* _Written task_
Rewrite the listing below in full, switching every occurrence of "pixel coordinates" to "x-y positions" and leaving everything else unchanged.

* _Listing_
┄┄┄┄┄┄┄┄┄┄

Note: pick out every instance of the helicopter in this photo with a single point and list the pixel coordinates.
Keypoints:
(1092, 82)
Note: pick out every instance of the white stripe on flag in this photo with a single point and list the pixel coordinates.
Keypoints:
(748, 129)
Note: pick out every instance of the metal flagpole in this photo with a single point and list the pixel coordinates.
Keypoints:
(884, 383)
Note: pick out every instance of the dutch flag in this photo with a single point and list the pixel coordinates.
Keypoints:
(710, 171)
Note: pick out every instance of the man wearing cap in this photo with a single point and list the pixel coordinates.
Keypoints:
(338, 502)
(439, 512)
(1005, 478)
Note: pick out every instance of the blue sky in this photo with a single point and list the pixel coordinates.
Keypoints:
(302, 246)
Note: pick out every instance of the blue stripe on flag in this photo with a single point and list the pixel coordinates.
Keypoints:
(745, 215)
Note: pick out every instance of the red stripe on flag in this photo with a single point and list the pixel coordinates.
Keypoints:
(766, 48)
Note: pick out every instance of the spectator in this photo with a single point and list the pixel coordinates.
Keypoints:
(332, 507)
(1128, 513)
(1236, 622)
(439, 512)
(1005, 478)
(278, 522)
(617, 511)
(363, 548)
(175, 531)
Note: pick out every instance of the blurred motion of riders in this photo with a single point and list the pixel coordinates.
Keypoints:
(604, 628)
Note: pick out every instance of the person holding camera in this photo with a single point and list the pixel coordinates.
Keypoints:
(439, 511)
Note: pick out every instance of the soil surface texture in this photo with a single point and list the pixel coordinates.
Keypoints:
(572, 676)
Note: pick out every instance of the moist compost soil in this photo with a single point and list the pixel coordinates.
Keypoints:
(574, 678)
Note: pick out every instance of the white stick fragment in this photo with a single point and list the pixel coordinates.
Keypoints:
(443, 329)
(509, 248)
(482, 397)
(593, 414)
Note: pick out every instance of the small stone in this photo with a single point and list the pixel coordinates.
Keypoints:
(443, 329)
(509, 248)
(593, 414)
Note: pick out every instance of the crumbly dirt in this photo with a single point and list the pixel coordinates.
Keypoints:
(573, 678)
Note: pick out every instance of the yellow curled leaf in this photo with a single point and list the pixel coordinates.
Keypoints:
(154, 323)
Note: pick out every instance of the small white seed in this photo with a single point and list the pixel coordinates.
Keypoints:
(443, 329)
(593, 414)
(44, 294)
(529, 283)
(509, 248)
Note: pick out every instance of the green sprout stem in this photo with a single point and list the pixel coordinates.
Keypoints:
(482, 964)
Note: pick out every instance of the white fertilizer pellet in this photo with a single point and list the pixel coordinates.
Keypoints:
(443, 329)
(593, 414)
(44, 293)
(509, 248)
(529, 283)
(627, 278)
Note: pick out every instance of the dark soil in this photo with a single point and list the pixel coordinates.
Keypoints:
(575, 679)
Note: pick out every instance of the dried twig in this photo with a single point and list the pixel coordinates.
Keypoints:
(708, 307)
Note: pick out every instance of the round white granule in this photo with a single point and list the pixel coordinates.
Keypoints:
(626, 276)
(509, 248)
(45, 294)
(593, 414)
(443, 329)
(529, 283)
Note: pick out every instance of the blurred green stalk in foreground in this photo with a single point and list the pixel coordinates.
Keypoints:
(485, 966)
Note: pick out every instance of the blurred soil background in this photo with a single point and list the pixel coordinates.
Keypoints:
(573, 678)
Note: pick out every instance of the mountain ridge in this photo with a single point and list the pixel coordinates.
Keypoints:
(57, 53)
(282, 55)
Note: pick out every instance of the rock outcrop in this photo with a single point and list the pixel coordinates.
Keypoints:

┄┄┄┄┄┄┄┄┄┄

* _Answer below_
Note: pick out every instance of the helicopter in this photo with a single point and list the x-y positions.
Keypoints:
(1092, 82)
Note: pick out every instance of the white stripe on flag in this photo with a single point and list the x-y positions.
Keypoints:
(748, 129)
Note: pick out every instance of the metal flagpole in this photo with a single point and list the x-y positions.
Keypoints:
(884, 383)
Note: pick out every instance of the dutch flag in this photo with a single point and list the x-y positions.
Keypoints:
(710, 171)
Note: pick out every instance of the man wearing cap in this photo with a single point and list the x-y positions.
Keypoints:
(338, 502)
(439, 512)
(1005, 478)
Note: pick out every instance of the blue sky in this photo with a single point and list the x-y positions.
Keypoints:
(302, 246)
Note: pick out every instance of the blue stripe on flag in this photo with a single point and list the x-y positions.
Keypoints:
(745, 215)
Note: pick out every instance of the red stripe on flag in this photo with a single point and list the x-y positions.
Keypoints:
(766, 48)
Note: pick out every instance of the spectator in this photo with a single point and list the x-y positions.
Keypoints:
(332, 507)
(1128, 513)
(1236, 622)
(439, 512)
(1005, 478)
(278, 522)
(617, 511)
(363, 548)
(175, 531)
Note: pick out every instance of the blurred motion of riders in this photo with a single point and list the x-y positions.
Keypoints:
(604, 628)
Note: pick out every instance of the person holding camera in this photo with a single point and list the x-y positions.
Keypoints:
(439, 511)
Note: pick out every instance of the soil surface texture in this photo with a single point and list the x-y positions.
Keypoints:
(572, 676)
Note: pick out every instance of the moist compost soil in this photo with a single point and list the x-y positions.
Keypoints:
(574, 678)
Note: pick out every instance of the white stick fragment in this photo with a single point and list the x-y positions.
Keypoints:
(443, 329)
(509, 248)
(482, 397)
(593, 414)
Note: pick out every instance of the small stone in this photo with a single point and list the x-y positions.
Keypoints:
(443, 329)
(509, 248)
(593, 414)
Note: pick out every instance of the crumbly dirt in this photo with a single point and list the x-y positions.
Keypoints:
(573, 678)
Note: pick out every instance of the yellow curled leaf in this photo with a single point and list the x-y positions.
Keypoints:
(154, 323)
Note: pick out every instance of the small white seed in this photo with a single point and list the x-y positions.
Keypoints:
(443, 329)
(593, 414)
(44, 294)
(529, 283)
(509, 248)
Note: pick out every instance of the green sprout stem in this photo with a single point and list the x-y positions.
Keypoints:
(482, 964)
Note: pick out every instance of the white fertilizer pellet in this photo with a single point and list the x-y positions.
Keypoints:
(443, 329)
(593, 414)
(44, 293)
(509, 248)
(529, 283)
(627, 278)
Note: pick out every instance of the dark soil in this photo with a single point and list the x-y positions.
Keypoints:
(575, 679)
Note: pick out every instance of the dried twig in this photo with a single point and list the x-y positions.
Keypoints:
(708, 307)
Note: pick out every instance of the round white granule in this photo with a single point and list the x-y positions.
Keypoints:
(626, 276)
(509, 248)
(45, 294)
(593, 414)
(443, 329)
(529, 283)
Note: pick out every instance of the blurred green stalk in foreground in this photo with a single point and list the x-y positions.
Keypoints:
(485, 966)
Note: pick out every instance of the blurred soil background in this photo with a single point and list the x-y positions.
Keypoints:
(573, 678)
Note: pick out every instance of the mountain ridge in this photo with a single point and list the x-y positions.
Keypoints:
(57, 53)
(282, 55)
Note: pick out every instance of the rock outcrop in this photo with a single point and list the x-y positions.
Keypoints:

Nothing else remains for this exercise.